— Supplied data —
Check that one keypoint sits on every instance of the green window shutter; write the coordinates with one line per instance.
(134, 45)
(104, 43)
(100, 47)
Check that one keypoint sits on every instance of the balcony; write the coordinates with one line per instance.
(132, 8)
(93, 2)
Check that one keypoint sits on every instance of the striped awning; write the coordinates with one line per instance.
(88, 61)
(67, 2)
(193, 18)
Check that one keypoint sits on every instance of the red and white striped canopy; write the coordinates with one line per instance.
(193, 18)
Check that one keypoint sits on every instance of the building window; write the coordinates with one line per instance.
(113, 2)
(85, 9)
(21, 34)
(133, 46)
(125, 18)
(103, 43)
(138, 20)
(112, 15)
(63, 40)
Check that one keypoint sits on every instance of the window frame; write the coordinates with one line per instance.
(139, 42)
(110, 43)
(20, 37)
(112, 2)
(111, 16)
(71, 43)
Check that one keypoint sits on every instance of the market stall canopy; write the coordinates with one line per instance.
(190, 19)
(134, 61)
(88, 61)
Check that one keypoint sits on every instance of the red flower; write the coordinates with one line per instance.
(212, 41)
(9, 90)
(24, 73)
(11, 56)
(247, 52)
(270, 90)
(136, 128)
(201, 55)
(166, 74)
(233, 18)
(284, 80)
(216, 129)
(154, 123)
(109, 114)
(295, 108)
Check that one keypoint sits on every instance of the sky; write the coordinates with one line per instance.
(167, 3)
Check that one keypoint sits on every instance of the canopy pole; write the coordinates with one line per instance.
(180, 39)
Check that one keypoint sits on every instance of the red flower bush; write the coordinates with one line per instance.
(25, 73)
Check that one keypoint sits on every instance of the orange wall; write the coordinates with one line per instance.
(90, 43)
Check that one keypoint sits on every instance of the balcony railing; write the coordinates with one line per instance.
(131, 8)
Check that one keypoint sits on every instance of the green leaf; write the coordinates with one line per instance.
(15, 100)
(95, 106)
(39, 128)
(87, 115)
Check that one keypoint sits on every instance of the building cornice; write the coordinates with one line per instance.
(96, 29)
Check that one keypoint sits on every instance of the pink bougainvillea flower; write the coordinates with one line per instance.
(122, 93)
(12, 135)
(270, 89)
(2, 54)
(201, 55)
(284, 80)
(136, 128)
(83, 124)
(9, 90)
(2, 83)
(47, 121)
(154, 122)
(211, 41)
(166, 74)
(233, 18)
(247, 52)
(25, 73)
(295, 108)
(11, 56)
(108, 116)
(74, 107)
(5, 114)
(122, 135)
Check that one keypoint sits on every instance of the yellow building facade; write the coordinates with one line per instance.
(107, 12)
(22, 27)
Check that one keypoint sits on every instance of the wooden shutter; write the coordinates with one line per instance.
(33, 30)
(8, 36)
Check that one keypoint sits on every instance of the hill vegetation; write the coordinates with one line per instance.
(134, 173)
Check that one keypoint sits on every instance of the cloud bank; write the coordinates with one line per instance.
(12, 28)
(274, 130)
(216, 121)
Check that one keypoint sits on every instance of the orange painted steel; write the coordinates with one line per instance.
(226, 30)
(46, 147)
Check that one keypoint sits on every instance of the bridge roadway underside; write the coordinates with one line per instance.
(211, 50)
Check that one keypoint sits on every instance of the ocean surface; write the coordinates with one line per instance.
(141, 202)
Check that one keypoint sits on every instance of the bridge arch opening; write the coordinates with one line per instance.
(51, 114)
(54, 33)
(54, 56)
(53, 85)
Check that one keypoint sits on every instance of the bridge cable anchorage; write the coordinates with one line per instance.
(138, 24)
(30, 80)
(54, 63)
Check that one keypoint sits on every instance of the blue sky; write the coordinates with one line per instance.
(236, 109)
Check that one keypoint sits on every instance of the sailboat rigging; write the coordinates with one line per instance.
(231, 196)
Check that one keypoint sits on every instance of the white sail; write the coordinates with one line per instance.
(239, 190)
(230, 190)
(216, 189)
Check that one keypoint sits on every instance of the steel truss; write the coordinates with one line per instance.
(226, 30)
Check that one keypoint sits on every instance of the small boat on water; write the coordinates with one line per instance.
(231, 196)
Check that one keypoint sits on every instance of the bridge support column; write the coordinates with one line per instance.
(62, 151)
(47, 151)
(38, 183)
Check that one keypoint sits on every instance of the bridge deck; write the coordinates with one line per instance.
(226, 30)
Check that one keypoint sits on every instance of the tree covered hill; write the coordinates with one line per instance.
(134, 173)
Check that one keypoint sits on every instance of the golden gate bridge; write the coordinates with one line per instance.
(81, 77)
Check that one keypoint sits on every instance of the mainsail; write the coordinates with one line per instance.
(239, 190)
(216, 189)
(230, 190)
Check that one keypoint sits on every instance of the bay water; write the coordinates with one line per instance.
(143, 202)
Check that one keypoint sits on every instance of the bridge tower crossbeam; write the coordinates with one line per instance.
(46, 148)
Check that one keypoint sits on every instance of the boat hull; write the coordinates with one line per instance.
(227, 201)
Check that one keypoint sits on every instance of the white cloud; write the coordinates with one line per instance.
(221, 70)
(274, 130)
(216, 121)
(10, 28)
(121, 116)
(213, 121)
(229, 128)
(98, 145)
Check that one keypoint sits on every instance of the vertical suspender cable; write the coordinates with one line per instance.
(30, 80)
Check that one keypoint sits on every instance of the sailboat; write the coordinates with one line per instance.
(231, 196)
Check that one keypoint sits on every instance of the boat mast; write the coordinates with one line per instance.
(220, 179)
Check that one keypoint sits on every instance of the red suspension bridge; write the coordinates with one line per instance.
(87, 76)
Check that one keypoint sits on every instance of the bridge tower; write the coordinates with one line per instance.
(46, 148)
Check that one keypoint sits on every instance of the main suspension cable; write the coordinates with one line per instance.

— Exercise prompt —
Transcribe the records exactly as they appear.

— Exercise answer —
Check that one keypoint sits on every instance of the green window shutter; write the coordinates with one line per instance.
(134, 45)
(104, 43)
(100, 47)
Check that one keypoint sits on every instance of the balcony; write the coordinates with one line per instance.
(132, 8)
(93, 2)
Check that one keypoint sits on every instance of the striped awning; write the coordinates with one line per instance.
(88, 61)
(67, 2)
(193, 18)
Check that one keypoint sits on every instance of the red and white striped canopy; write the coordinates with one line per instance.
(193, 18)
Check that one keypoint sits on every instance of the building window; write the coordinates with one line per instance.
(113, 2)
(85, 9)
(21, 34)
(133, 46)
(125, 18)
(103, 43)
(138, 20)
(112, 15)
(63, 40)
Check that one keypoint sits on every instance of the window frame; write the coordinates with one line per instance.
(139, 42)
(110, 43)
(20, 37)
(112, 2)
(111, 16)
(71, 43)
Check that one keypoint sits on every instance of the market stall canopy; write the coordinates with one line per instance.
(190, 19)
(134, 61)
(88, 61)
Check that one keypoint sits on every instance of the red flower; write the coordinates with one line per instance.
(212, 41)
(9, 90)
(24, 73)
(11, 56)
(247, 52)
(270, 90)
(136, 128)
(201, 55)
(166, 74)
(233, 18)
(284, 80)
(216, 129)
(154, 123)
(109, 114)
(295, 108)
Check that one keypoint sits on every instance of the sky; write the coordinates with one line per instance.
(167, 3)
Check that one keypoint sits on every instance of the canopy pole; write the coordinates with one line per instance.
(180, 39)
Check that one keypoint sits on every instance of the red flower bush; write the coordinates with one line per instance.
(25, 73)
Check that one keypoint sits on every instance of the orange wall; write the coordinates with one line per instance.
(90, 43)
Check that one keypoint sits on every instance of the balcony railing; write the coordinates with one line per instance.
(131, 8)
Check that one keypoint sits on every instance of the green leaf; write the coordinates with one line per instance.
(15, 100)
(95, 106)
(39, 128)
(87, 115)
Check that one keypoint sits on every instance of the building cornice; write the coordinates with one line per instance.
(96, 29)
Check that one keypoint sits on every instance of the pink bougainvillea flower; write the coordinates with one line per instance.
(122, 93)
(12, 135)
(270, 89)
(2, 54)
(201, 55)
(284, 80)
(136, 128)
(83, 124)
(9, 90)
(2, 83)
(47, 121)
(154, 122)
(211, 41)
(166, 74)
(233, 18)
(247, 52)
(25, 73)
(295, 108)
(11, 56)
(108, 116)
(74, 107)
(5, 114)
(122, 135)
Check that one keypoint sits on every instance of the yellow building facade; write the coordinates with one line per instance.
(107, 12)
(22, 27)
Check that one keypoint sits on every instance of the wooden shutter; write the coordinates with one line per instance.
(33, 30)
(8, 36)
Check that one keypoint sits on every instance of the hill vegetation; write the coordinates with one line per instance.
(134, 173)
Check that one keypoint sits on every instance of the cloud bank; write the coordinates with one line per instance.
(12, 28)
(274, 130)
(216, 121)
Check that one keypoint sits on every instance of the orange painted steel; write the coordinates with one line per instance.
(226, 30)
(46, 147)
Check that one keypoint sits on every instance of the bridge roadway underside; write the coordinates with one line per instance.
(211, 50)
Check that one keypoint sits on every instance of the ocean surface; write the coordinates with one line per instance.
(141, 202)
Check that one keypoint sits on every instance of the bridge arch opening; write the coordinates with one line per instance.
(51, 114)
(54, 33)
(54, 56)
(53, 85)
Check that one keypoint sits on every instance of the bridge cable anchorage; write the coordinates with one line per instance.
(138, 24)
(30, 80)
(54, 63)
Check that one keypoint sits on every instance of the blue sky; write the coordinates with one line per instance.
(236, 109)
Check that one keypoint sits on every instance of the sailboat rigging; write the coordinates with one line per instance.
(231, 196)
Check that one keypoint sits on every instance of the white sail; write the coordinates with one line per instance.
(239, 190)
(230, 190)
(216, 189)
Check that one keypoint sits on every instance of the steel truss; write the coordinates with one line per instance.
(226, 30)
Check that one keypoint sits on every instance of the small boat on water; write the coordinates with one line per instance.
(231, 196)
Check that one keypoint sits on every instance of the bridge support column; write the coordinates with one line per instance.
(62, 151)
(47, 151)
(38, 183)
Check that one keypoint sits on every instance of the bridge deck; write the coordinates with one line per instance.
(226, 30)
Check that one keypoint sits on every instance of the tree covered hill; write the coordinates with one line per instance.
(134, 173)
Check that one keypoint sits on every instance of the golden gate bridge; write the coordinates with one line per instance.
(81, 77)
Check that one keypoint sits on every instance of the mainsail; write the coordinates with one line per instance.
(239, 190)
(216, 189)
(230, 190)
Check that one keypoint sits on every instance of the bay water; write the coordinates with one line per instance.
(143, 202)
Check that one keypoint sits on every instance of the bridge tower crossbeam; write the coordinates with one line per instance.
(46, 148)
Check that one keypoint sits on every instance of the boat hull; write the coordinates with one line per instance.
(227, 201)
Check that one keypoint sits on every instance of the white cloud; write the coordinates with one line per instance.
(221, 70)
(274, 130)
(216, 121)
(10, 28)
(121, 116)
(213, 121)
(229, 128)
(98, 145)
Check that one keypoint sits on every instance of the vertical suspender cable; write the coordinates with one line per instance.
(30, 80)
Check that one keypoint sits on every instance of the sailboat; write the coordinates with one line per instance.
(231, 196)
Check that one keypoint sits on every instance of the boat mast; write the coordinates with one line per instance.
(220, 179)
Check that one keypoint sits on every instance of the red suspension bridge; write the coordinates with one line per instance.
(87, 76)
Check that one keypoint sits on every instance of the bridge tower; write the coordinates with one line per instance.
(46, 148)
Check that one keypoint sits on every instance of the main suspension cable; write the coordinates with one line per instance.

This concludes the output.